What is required: Count the lines in the data below that contain the string "tree". Reply with the number alone.

(Point annotation records)
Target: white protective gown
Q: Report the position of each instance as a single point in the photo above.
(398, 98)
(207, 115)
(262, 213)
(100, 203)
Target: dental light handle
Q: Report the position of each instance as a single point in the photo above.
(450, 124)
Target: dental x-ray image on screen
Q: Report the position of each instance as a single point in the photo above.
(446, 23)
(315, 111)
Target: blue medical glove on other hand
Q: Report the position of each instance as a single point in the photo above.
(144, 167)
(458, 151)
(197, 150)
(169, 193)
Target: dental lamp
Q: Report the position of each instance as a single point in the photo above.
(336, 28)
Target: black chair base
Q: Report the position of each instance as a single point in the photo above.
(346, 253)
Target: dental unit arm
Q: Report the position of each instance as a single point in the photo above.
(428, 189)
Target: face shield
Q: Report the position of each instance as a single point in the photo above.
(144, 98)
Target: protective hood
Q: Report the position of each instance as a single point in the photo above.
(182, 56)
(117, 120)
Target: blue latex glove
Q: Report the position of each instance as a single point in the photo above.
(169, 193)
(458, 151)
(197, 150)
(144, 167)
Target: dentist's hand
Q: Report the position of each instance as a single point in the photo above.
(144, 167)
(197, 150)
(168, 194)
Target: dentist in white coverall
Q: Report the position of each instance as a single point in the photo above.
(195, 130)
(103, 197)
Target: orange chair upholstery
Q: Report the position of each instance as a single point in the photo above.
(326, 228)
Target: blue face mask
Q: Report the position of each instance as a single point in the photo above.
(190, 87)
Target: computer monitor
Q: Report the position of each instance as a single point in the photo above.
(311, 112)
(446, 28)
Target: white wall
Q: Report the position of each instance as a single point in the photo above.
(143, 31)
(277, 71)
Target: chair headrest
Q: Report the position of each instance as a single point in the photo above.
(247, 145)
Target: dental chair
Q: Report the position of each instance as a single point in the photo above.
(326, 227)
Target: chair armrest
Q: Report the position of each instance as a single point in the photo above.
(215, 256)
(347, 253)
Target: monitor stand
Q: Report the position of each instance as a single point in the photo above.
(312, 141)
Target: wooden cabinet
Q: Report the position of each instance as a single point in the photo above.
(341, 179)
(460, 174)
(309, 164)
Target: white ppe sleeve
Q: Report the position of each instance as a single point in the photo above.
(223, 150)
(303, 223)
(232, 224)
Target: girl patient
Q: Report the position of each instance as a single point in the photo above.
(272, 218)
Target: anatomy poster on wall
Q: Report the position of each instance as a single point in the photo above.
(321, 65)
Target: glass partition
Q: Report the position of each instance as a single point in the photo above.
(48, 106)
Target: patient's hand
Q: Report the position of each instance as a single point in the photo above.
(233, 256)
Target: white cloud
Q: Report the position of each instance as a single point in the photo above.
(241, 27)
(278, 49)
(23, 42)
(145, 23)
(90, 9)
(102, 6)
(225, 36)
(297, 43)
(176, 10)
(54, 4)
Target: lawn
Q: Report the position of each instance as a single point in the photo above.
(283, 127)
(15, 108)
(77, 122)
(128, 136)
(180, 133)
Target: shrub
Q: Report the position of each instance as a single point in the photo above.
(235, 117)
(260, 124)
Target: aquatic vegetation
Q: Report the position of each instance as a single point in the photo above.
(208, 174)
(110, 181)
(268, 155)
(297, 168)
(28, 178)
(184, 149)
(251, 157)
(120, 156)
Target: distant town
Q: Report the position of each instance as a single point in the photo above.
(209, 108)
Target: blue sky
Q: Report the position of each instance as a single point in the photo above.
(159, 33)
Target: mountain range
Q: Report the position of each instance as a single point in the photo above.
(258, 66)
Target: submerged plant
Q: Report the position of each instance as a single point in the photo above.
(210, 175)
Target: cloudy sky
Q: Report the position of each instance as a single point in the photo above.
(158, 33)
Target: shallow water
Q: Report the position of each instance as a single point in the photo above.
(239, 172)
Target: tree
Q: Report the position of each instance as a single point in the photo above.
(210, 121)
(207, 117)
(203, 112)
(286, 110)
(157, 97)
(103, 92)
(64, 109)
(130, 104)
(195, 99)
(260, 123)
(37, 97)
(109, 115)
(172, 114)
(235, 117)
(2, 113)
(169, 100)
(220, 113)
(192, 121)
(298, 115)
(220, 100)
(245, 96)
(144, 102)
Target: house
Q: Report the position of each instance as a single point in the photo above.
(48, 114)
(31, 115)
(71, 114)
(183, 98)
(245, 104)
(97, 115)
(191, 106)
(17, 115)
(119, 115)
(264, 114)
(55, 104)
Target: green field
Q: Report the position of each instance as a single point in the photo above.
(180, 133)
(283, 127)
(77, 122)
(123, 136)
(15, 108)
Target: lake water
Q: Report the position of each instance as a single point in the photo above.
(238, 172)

--

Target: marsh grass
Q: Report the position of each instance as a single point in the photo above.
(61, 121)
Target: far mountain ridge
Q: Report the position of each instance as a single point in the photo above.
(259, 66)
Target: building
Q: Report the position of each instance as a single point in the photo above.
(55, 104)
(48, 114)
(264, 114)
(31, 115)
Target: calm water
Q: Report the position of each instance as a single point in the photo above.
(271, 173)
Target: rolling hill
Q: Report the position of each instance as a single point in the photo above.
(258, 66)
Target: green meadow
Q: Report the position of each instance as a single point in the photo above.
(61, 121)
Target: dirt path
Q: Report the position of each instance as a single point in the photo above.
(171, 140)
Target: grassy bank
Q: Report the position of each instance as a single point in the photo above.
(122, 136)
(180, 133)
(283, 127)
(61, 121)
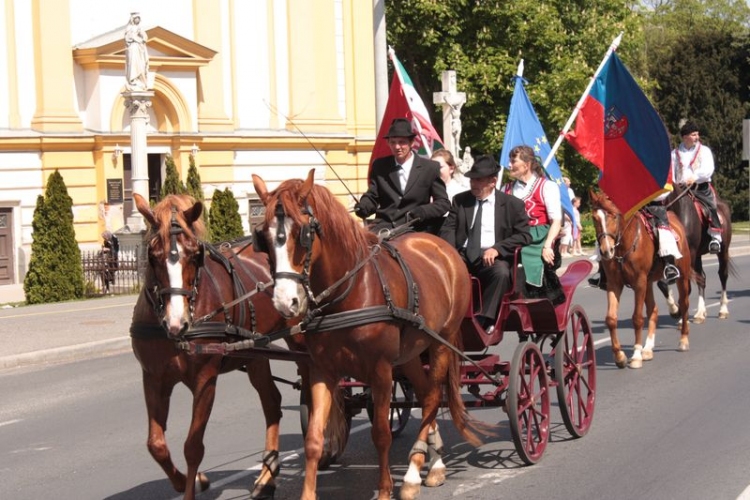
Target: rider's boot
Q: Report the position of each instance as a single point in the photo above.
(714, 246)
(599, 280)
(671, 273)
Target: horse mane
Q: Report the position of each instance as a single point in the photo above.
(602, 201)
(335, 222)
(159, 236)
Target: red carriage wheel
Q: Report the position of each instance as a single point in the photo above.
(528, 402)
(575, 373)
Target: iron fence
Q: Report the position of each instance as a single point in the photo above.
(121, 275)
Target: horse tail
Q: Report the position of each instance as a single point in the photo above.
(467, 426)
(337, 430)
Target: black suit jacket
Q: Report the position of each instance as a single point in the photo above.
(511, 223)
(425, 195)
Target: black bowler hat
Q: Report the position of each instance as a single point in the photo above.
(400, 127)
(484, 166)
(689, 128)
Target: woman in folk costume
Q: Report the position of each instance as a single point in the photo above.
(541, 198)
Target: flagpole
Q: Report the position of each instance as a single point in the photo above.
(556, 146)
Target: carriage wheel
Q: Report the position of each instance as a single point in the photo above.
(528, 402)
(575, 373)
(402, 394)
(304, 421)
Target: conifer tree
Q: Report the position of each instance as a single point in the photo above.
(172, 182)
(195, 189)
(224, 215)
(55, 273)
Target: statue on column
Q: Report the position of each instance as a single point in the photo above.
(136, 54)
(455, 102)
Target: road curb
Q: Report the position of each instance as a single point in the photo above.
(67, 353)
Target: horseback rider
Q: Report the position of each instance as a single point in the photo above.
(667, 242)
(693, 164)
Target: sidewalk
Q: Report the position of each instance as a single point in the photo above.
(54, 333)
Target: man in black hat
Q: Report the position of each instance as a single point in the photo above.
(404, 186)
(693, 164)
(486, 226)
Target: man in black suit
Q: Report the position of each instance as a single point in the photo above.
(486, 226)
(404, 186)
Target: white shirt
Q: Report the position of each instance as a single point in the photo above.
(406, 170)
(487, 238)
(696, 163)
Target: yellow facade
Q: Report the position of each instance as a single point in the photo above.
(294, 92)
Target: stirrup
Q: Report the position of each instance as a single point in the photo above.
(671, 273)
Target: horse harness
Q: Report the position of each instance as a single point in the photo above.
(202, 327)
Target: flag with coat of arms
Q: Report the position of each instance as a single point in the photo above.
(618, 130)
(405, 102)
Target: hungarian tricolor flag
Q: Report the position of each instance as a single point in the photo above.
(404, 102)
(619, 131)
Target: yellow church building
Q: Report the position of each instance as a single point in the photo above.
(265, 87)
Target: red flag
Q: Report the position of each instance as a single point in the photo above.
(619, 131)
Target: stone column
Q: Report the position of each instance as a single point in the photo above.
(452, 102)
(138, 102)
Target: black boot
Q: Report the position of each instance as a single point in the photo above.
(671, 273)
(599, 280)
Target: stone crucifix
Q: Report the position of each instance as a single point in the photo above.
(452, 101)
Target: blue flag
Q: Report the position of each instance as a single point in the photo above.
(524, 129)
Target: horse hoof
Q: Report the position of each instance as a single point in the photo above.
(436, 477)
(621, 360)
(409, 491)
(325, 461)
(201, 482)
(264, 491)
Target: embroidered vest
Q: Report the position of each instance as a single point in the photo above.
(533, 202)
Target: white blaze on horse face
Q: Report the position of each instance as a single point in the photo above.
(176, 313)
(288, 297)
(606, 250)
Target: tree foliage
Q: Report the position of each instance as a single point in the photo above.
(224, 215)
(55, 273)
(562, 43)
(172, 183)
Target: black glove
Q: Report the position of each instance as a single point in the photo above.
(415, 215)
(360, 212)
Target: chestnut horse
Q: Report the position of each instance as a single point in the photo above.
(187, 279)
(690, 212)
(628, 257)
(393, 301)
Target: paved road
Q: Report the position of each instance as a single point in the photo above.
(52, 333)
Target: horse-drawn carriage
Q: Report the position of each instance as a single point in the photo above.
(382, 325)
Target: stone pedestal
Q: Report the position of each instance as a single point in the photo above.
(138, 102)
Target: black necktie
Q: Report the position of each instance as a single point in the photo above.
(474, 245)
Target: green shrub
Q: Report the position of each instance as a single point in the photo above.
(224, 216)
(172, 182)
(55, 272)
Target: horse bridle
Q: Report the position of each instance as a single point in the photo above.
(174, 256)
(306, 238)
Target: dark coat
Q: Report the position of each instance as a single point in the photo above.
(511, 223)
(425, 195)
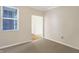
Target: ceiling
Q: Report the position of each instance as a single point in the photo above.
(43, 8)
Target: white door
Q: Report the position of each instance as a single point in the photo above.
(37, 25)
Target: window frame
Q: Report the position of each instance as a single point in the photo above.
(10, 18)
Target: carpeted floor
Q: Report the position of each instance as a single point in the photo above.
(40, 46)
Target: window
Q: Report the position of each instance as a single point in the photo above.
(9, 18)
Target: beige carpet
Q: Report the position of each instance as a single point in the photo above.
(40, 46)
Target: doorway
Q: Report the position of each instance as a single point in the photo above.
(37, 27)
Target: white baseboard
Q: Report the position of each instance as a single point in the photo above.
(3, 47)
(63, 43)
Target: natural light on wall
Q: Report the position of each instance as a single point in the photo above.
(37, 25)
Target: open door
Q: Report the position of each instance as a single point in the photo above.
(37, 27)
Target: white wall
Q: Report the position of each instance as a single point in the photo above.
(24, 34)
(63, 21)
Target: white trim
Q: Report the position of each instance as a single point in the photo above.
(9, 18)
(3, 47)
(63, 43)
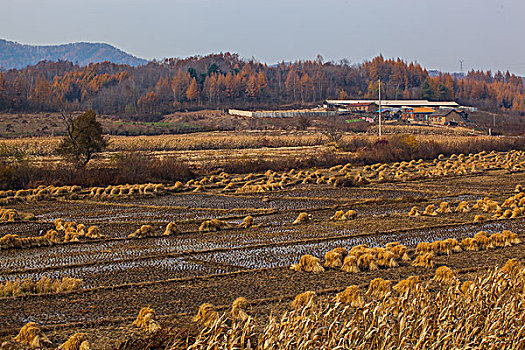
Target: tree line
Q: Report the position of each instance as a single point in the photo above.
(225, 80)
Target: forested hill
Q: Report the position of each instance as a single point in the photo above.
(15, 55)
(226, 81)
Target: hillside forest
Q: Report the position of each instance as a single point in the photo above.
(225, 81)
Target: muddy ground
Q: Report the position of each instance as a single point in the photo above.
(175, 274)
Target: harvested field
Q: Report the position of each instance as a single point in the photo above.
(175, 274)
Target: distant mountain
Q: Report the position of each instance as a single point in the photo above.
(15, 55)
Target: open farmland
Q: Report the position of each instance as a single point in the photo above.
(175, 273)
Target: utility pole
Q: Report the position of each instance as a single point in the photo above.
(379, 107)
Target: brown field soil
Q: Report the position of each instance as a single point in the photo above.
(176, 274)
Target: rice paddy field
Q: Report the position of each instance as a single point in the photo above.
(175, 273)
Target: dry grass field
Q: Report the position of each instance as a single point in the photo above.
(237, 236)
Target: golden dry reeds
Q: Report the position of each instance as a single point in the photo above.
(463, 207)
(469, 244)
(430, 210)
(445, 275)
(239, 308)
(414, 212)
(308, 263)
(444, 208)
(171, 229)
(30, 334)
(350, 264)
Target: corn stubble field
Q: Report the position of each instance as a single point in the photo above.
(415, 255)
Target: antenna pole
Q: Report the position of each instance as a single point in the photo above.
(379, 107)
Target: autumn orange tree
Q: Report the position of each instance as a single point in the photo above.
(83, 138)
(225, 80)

Exercise output: 5